_EXERCISE_. Copy, from the listing, every line in which the string "jacket" is present.
━━━━━ PROVIDED ENTRIES
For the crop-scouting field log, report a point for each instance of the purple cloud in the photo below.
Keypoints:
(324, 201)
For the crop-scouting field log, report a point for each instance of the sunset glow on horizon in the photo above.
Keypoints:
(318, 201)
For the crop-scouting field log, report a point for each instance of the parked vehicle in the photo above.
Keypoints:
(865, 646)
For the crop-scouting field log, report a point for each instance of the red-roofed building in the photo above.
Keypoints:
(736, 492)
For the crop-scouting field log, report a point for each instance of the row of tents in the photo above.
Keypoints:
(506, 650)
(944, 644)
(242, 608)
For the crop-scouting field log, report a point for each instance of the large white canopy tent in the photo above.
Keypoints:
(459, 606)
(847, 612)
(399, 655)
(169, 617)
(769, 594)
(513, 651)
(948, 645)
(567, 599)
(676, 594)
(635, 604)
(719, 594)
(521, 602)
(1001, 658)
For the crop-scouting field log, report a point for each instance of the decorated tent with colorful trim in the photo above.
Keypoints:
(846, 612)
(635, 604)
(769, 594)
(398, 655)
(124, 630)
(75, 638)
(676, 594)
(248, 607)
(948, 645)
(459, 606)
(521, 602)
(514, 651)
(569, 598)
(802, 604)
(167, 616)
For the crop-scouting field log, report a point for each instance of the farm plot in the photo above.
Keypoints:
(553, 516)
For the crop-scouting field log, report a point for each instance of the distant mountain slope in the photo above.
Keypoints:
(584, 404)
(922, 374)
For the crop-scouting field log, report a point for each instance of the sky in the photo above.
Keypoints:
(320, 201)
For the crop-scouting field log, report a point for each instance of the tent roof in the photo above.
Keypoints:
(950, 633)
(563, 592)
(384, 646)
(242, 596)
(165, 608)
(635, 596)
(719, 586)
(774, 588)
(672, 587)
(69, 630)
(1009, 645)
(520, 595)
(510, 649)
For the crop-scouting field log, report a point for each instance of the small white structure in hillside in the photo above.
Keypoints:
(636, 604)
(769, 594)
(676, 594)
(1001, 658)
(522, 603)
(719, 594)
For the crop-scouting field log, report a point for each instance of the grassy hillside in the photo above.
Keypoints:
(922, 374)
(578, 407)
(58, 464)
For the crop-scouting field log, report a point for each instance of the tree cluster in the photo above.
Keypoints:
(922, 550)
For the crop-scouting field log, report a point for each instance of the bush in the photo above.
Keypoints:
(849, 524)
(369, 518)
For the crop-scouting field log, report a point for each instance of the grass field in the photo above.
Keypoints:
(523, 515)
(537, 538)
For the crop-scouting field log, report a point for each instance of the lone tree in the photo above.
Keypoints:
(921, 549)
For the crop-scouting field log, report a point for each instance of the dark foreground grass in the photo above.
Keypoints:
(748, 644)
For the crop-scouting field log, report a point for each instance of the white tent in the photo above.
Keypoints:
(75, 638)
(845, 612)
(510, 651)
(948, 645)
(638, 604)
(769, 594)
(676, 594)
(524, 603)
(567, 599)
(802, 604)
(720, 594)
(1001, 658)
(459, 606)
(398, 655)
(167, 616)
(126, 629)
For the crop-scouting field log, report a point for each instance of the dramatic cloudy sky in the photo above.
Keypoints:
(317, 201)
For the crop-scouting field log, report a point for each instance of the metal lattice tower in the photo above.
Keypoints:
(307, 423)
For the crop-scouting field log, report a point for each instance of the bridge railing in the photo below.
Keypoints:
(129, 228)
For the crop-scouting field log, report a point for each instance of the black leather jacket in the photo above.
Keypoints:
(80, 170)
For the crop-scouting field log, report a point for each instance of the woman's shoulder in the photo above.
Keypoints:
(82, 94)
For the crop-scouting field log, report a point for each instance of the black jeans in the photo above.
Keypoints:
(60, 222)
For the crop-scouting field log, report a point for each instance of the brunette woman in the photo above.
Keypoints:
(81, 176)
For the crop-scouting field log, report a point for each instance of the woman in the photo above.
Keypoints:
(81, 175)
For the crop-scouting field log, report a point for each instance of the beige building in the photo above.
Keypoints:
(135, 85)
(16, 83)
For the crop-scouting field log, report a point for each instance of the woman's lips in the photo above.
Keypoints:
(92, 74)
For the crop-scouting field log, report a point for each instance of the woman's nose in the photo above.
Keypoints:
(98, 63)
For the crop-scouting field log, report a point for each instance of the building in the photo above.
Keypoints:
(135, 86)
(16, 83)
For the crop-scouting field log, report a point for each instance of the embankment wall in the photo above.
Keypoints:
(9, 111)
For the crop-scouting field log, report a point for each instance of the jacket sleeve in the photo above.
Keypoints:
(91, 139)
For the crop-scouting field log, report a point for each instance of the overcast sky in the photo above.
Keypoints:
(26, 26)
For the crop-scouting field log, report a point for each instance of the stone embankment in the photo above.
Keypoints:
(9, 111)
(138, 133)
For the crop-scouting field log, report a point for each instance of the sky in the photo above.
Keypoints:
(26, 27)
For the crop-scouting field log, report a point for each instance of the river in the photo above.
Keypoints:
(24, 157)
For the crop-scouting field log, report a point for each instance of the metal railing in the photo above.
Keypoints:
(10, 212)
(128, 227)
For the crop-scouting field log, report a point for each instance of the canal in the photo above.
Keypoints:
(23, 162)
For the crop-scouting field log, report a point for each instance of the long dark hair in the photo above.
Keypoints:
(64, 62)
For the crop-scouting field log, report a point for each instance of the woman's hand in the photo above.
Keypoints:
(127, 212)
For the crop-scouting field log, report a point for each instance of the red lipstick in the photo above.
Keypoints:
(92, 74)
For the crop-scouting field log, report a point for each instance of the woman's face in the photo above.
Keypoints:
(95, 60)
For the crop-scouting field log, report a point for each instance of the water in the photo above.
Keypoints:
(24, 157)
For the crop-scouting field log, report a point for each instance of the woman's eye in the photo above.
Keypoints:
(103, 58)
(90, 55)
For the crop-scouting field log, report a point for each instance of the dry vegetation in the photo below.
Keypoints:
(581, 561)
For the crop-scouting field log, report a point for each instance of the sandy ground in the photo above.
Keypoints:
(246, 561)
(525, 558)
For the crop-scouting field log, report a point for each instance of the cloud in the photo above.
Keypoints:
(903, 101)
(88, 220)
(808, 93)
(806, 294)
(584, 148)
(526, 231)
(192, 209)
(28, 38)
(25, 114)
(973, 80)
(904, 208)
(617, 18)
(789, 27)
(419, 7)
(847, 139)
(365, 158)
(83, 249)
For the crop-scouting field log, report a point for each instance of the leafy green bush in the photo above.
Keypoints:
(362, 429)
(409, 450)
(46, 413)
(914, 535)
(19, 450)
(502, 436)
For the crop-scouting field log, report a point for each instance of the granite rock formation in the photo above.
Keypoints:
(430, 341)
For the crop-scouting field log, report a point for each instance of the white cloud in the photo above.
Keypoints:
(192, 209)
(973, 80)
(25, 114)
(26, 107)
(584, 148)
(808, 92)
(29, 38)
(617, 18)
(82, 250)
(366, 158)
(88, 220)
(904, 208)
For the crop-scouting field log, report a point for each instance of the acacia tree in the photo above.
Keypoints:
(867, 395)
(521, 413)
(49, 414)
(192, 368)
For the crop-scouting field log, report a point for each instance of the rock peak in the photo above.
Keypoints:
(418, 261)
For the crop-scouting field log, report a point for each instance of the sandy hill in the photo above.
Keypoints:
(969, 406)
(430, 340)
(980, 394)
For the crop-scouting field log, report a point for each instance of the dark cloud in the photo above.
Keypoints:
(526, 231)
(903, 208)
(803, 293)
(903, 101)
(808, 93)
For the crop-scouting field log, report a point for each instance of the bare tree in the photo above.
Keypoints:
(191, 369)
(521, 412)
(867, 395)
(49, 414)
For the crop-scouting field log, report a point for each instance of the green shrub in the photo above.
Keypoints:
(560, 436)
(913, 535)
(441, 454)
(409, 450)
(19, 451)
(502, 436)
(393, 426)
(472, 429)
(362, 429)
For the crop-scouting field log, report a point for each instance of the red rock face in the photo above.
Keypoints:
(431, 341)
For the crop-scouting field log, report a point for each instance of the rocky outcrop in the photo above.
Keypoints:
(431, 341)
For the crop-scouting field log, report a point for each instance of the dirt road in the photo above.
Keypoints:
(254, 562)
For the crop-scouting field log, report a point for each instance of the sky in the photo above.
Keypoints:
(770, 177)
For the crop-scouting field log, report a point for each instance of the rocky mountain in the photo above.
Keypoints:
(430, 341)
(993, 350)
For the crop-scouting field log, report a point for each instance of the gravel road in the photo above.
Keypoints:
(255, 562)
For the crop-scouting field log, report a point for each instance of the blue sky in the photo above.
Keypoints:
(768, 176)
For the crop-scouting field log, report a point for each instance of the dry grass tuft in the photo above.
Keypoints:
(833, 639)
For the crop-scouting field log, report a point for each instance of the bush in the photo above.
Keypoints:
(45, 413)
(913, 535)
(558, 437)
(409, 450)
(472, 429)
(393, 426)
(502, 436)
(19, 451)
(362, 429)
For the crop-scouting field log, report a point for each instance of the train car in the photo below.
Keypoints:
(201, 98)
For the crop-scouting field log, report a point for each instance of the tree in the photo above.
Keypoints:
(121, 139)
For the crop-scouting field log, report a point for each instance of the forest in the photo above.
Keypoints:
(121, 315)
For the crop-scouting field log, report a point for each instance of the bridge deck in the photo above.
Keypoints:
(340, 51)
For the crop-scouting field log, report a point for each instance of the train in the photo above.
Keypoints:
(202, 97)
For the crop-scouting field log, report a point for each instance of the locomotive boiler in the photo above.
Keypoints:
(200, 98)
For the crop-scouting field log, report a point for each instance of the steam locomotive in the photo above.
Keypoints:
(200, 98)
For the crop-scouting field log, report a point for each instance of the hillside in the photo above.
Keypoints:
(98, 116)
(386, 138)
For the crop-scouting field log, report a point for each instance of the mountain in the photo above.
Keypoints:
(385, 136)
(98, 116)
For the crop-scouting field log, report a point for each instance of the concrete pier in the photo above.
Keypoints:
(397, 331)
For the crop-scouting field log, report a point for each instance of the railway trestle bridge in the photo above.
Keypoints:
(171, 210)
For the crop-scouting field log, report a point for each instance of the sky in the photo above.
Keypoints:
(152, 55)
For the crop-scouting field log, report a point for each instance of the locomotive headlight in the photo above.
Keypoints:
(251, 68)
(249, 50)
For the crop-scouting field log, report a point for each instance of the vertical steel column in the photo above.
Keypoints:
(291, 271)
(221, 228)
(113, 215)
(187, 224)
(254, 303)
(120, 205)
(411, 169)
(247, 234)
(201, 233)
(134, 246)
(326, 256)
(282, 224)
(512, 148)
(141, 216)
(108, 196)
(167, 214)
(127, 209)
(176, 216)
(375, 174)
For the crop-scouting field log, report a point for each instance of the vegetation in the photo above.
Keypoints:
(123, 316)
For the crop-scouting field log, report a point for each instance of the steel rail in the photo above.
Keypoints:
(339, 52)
━━━━━━━━━━
_FINAL ANSWER_.
For the crop-scouting field log, report a point for each instance of the black leather jacket in the photo above.
For the crop-scouting field log, report a point for each instance of the jacket sleeve in the photo above.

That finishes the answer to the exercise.